## GOAL:
Set down each entry exactly as given; pictures should not appear in the copy.

## PROVIDED DATA:
[START]
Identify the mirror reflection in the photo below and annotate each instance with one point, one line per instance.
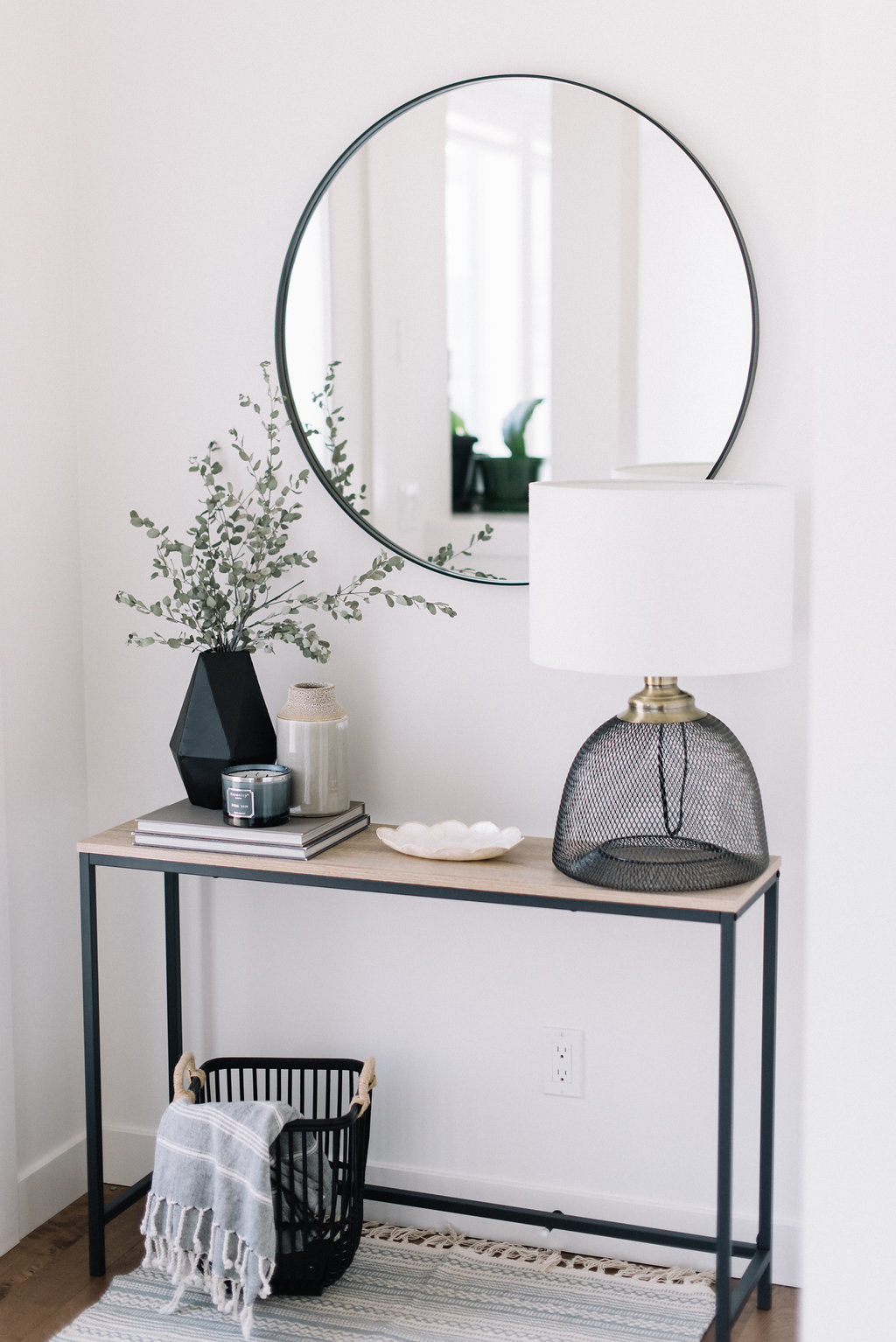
(518, 278)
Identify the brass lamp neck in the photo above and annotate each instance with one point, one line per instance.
(662, 701)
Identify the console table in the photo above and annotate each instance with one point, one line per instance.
(523, 877)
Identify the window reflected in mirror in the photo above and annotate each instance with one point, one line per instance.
(520, 278)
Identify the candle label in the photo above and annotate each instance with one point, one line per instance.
(241, 801)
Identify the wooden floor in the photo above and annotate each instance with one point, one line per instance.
(45, 1281)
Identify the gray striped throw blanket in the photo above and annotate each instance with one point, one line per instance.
(209, 1215)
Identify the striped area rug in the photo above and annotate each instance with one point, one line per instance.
(440, 1290)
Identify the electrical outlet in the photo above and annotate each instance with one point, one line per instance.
(564, 1060)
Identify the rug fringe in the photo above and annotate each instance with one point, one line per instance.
(542, 1258)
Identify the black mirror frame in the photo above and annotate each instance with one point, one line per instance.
(279, 336)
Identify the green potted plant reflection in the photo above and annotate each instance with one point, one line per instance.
(506, 479)
(462, 449)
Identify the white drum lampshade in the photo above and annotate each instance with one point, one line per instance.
(660, 580)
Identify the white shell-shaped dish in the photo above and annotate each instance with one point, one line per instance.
(451, 841)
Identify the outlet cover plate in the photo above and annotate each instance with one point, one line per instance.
(564, 1062)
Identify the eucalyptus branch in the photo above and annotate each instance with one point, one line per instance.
(224, 580)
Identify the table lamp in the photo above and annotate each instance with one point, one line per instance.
(660, 580)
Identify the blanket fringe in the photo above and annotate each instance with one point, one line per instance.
(184, 1267)
(543, 1259)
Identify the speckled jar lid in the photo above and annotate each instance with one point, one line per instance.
(312, 702)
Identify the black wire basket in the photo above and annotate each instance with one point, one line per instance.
(317, 1163)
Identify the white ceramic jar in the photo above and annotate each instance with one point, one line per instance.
(312, 740)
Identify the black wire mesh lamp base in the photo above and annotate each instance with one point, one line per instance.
(660, 799)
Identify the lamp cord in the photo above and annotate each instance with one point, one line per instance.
(671, 831)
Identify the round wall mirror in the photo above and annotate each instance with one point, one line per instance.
(508, 279)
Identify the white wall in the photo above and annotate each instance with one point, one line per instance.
(43, 788)
(850, 1168)
(200, 133)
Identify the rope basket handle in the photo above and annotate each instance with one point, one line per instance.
(367, 1080)
(188, 1078)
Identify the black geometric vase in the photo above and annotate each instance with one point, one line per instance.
(224, 721)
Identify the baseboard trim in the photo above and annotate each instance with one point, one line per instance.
(60, 1178)
(694, 1220)
(50, 1184)
(128, 1155)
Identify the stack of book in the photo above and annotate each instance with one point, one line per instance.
(184, 826)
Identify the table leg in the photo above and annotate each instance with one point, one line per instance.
(93, 1088)
(173, 975)
(767, 1087)
(726, 1130)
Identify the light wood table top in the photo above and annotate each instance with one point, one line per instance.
(523, 875)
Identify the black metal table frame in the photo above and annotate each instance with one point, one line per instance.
(730, 1299)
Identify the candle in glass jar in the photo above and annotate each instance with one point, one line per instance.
(256, 794)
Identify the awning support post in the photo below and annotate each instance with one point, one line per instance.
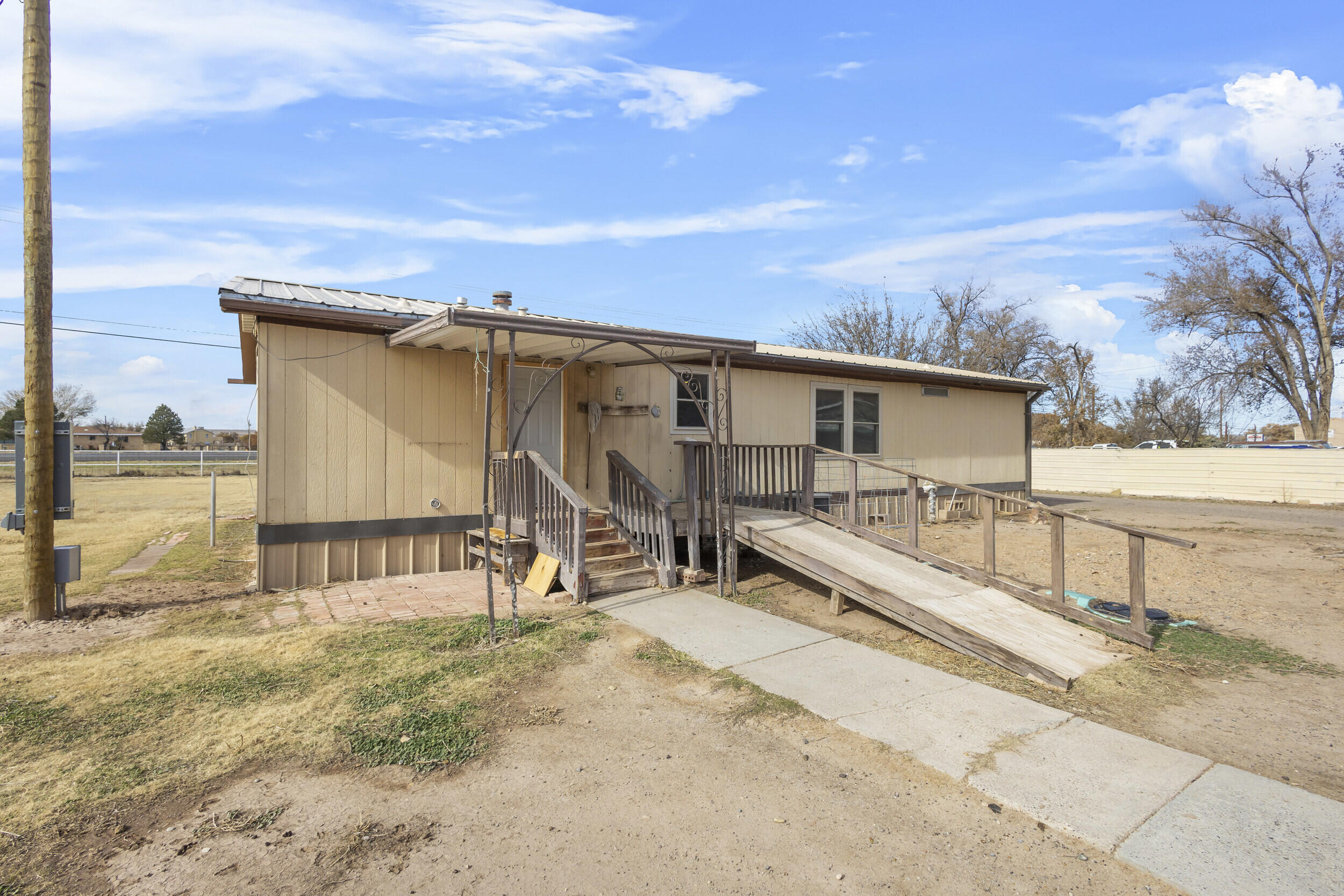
(487, 521)
(733, 480)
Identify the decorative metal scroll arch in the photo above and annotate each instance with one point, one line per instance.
(719, 406)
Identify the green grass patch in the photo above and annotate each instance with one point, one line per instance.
(195, 561)
(421, 738)
(1217, 653)
(30, 718)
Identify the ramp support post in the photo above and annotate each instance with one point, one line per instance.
(913, 511)
(1138, 586)
(854, 492)
(810, 477)
(1057, 559)
(987, 515)
(837, 602)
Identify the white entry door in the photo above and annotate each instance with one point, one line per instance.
(544, 429)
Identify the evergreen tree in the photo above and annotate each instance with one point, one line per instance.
(12, 414)
(163, 426)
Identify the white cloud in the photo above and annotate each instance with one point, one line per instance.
(1216, 135)
(1119, 370)
(455, 130)
(842, 70)
(678, 98)
(770, 216)
(277, 249)
(143, 366)
(856, 157)
(120, 65)
(913, 264)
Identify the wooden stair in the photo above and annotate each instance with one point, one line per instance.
(612, 564)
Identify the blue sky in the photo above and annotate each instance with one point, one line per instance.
(689, 166)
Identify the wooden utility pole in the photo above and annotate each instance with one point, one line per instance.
(39, 585)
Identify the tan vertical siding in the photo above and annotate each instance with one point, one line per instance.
(353, 431)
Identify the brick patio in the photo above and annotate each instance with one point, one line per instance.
(405, 597)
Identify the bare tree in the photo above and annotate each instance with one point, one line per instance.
(1071, 374)
(968, 329)
(1262, 296)
(106, 426)
(1162, 409)
(866, 324)
(73, 402)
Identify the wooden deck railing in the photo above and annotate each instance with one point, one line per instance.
(785, 476)
(643, 515)
(547, 512)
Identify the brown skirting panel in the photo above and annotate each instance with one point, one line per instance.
(296, 532)
(313, 563)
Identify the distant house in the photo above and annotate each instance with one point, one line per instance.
(1335, 436)
(202, 440)
(92, 439)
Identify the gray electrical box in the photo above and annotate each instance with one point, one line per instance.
(68, 563)
(62, 481)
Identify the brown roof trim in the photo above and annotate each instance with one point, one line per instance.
(545, 326)
(757, 362)
(278, 312)
(383, 323)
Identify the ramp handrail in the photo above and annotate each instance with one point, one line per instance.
(784, 477)
(643, 515)
(553, 515)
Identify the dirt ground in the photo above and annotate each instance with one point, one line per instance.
(613, 774)
(643, 784)
(1259, 571)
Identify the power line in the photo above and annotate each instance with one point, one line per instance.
(152, 339)
(95, 320)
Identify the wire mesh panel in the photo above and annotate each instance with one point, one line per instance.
(881, 493)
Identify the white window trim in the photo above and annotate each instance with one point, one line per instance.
(673, 428)
(847, 428)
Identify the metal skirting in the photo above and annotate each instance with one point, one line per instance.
(300, 532)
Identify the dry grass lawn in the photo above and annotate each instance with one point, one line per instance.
(117, 516)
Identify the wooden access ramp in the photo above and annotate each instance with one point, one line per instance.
(967, 617)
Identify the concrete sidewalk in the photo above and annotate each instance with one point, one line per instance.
(1200, 827)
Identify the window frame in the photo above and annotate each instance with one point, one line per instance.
(673, 404)
(847, 426)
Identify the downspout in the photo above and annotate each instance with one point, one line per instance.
(1031, 399)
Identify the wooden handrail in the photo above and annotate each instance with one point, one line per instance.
(643, 515)
(972, 489)
(761, 484)
(554, 515)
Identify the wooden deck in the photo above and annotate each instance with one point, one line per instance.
(977, 621)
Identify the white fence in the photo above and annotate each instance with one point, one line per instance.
(1286, 476)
[END]
## RESPONSE:
Identify the mirror reflection in the photo below and annotate each instance with one point, one line per instance.
(518, 278)
Identify the brass lamp neck in the photo above and annotate each instance with one point, one line per instance.
(662, 701)
Identify the console table in the photo above and annotate each instance with one point, one line per instance.
(523, 877)
Identify the window reflected in mirror in the photo above and annotate each instance with one point, one line per instance.
(520, 278)
Identify the candle label in the photo above and annotate each instance with one point, one line per instance.
(241, 801)
Identify the wooden floor in the photo above and annotate each instance with one point, one line per instance.
(45, 1281)
Identify the gray striped throw blanket in the photo above and annotate each instance with one point, one line per instance.
(209, 1215)
Identify the striped area rug in the photo above and annotate each instance with one point, one line per instance.
(440, 1290)
Identify the electrical outlet in the photo above and annotate each instance with one point, one line per instance.
(564, 1060)
Identify the rug fringe in the photo above and annotate each instance with one point, one line per instance.
(542, 1258)
Identify the black mirror frame in the photo above and annotate each instance with one point, one line per instance.
(279, 336)
Identify the green potted plant reflection in the photo above and annotate each instance with one point, one line per instance.
(506, 479)
(462, 449)
Identify the white drum lampshade in the photo above and annotate each instance with one point, one line per instance.
(660, 580)
Identify the white shell-shaped dish in the photo above and annotate each instance with one point, one line per instance.
(451, 841)
Identify the outlet cover plate in the photo above and annotate each instance with one point, one line per instance.
(564, 1062)
Identify the eucalyptus branch in the photo above and annotate each instance with one point, one line per instance.
(224, 580)
Identify the table lamp in the photo above and annotate each instance with one point, one line per instance.
(660, 580)
Identify the blanket fringe in the photo above and annotate each instance with one point, one line per instance.
(184, 1267)
(543, 1259)
Identify the speckled jar lid in the photo above and annotate each instance with one point, one line per instance.
(312, 702)
Identify the black wire basket in the photo above and annotate each instance with one point, one line per instance.
(317, 1163)
Identify the white ceramic jar in the photo above and annotate each instance with one point, one line per instance.
(312, 740)
Identify the black wire mesh lamp base in the photo above and annotate each instance with one point, one line per instance.
(660, 799)
Identify the lamp cord in the photo above and annotate each instance with one point, one line per instance.
(671, 831)
Identify the round wall mirror in the photo above and annotate each instance with one point, one line per instance.
(508, 279)
Identify the white wall in the photo above and annotate each instance with one point, one line per instance.
(43, 788)
(850, 1168)
(200, 133)
Identify the rope basket handle in the photo above and annotate each instance with one point, one line per instance.
(367, 1080)
(188, 1078)
Identify the black geometric vase in the photo above and annotate each instance with one point, one line per instance.
(224, 721)
Identify the baseboard trim in the photo above and annotate each instance with one point, one line per instance.
(60, 1178)
(694, 1220)
(50, 1184)
(128, 1155)
Identify the stack of book in the photo above and annotate each instance with one point, one line per instance.
(184, 826)
Identify the table leg in the photo above and annotate each instance with one point, one line per instance.
(93, 1088)
(173, 975)
(767, 1087)
(726, 1130)
Identify the light wood table top in the photo above and annotate each instance with one point, one line per instance.
(523, 875)
Identify the black metal table frame in the photo above and annotate each instance with one point, one line per instance.
(730, 1299)
Identify the candle in glass jar in the photo above and annotate each instance with one point, one line per instance.
(256, 794)
Identify the awning support post in the photo below and annotate each instance with one point, one line per instance.
(487, 521)
(733, 480)
Identify the decorative metal scroll arch in the photo above and annotate each instance with one point, one line per instance.
(719, 406)
Identify the green grass patch in the photo above and annotate each instance with one point, one line per instance.
(195, 561)
(421, 738)
(1217, 653)
(30, 718)
Identify the ramp support post in the photo above and annotate each instance with one point, one line per instance.
(913, 511)
(1138, 586)
(854, 492)
(810, 477)
(1057, 559)
(987, 515)
(837, 602)
Identify the white entry door in the photo above and annotate each instance with one point, one line per instance.
(544, 429)
Identify the evergreen tree in the photo above and annotate each instance with one point, one line per instance.
(12, 414)
(163, 426)
Identify the white cloud in the photo above and annotate each instance with one point, one line per instance.
(1216, 135)
(1119, 370)
(455, 130)
(842, 70)
(678, 98)
(770, 216)
(277, 249)
(143, 366)
(856, 157)
(120, 65)
(913, 264)
Identify the wooden stair in the photo above and annotate each instance with one point, one line per instance.
(612, 564)
Identify the blue sky in the photo above and annotate each instance with one point, one line per instance.
(689, 166)
Identify the wooden utility pole in the photo above and annotate each instance with one point, one line per instance.
(39, 585)
Identify the tan vertical siding in the photo above and annotate each instance with one point, one line per instance.
(353, 431)
Identify the brick patio in the photo above and annotate each instance with one point, one line per instance.
(405, 597)
Identify the bare tree in the photo above and annotate each instance with one point, one line per instance.
(1071, 374)
(968, 329)
(1262, 296)
(106, 426)
(1162, 409)
(866, 324)
(73, 402)
Identify the wooden deck railing in the photo above and annotate each instance with one point, one line per instance.
(785, 476)
(643, 515)
(547, 512)
Identify the brown skirting panel in the photo above and annotate each instance with one point, one line per instance.
(296, 532)
(313, 563)
Identify the distant house in the photo above and annotate each instance with one point, one line per instance.
(1335, 436)
(202, 440)
(92, 439)
Identify the gray electrical box in the photo above and annotate each instance with one point, one line per instance.
(68, 563)
(62, 481)
Identify the brown roof trim in the photo above and annotate each instance with one point, one line per instance.
(545, 326)
(757, 362)
(278, 312)
(383, 323)
Identify the ramp handrail in the photo above and annotate each instance with one point, one line per instance.
(784, 477)
(643, 515)
(553, 515)
Identify the dirt ground in the photo above and annotate each instance with one point, one line per instance.
(613, 774)
(643, 784)
(1259, 571)
Identify the power line in the photo above and annotate each instance with one point, one line per instance.
(152, 339)
(95, 320)
Identify the wire mesh panel in the photo above and annotate each instance with one point, one line per instance.
(881, 493)
Identify the white window trim in the photo above and annotate each instance with one point, one line per instance.
(673, 428)
(847, 428)
Identify the metal skirting in the photo above and annotate each instance with one point, one line per instance.
(300, 532)
Identify the dry grass lawn in the photo above and annotate each instance with one point, one line per instance.
(117, 516)
Identify the wooden access ramp in the photo above and annotate each instance with one point, one line per instance.
(967, 617)
Identify the concrete sidewalk in the photo above and annotate each instance with one point, one line per instance.
(1200, 827)
Identify the window frame in the photo above and annotate each instance with one point, one line per instance.
(673, 404)
(847, 426)
Identify the downspout in the photo above and annotate each instance with one point, one line per instance.
(1031, 399)
Identify the wooden handrail in the photo above and annotate each instance with one point, one line per instance.
(643, 515)
(972, 489)
(761, 484)
(554, 515)
Identify the wooden deck in the photo above and annotate each instance with one point, one line per instance.
(977, 621)
Identify the white fence in the photo above and annotate each instance with one point, one line per instance.
(1286, 476)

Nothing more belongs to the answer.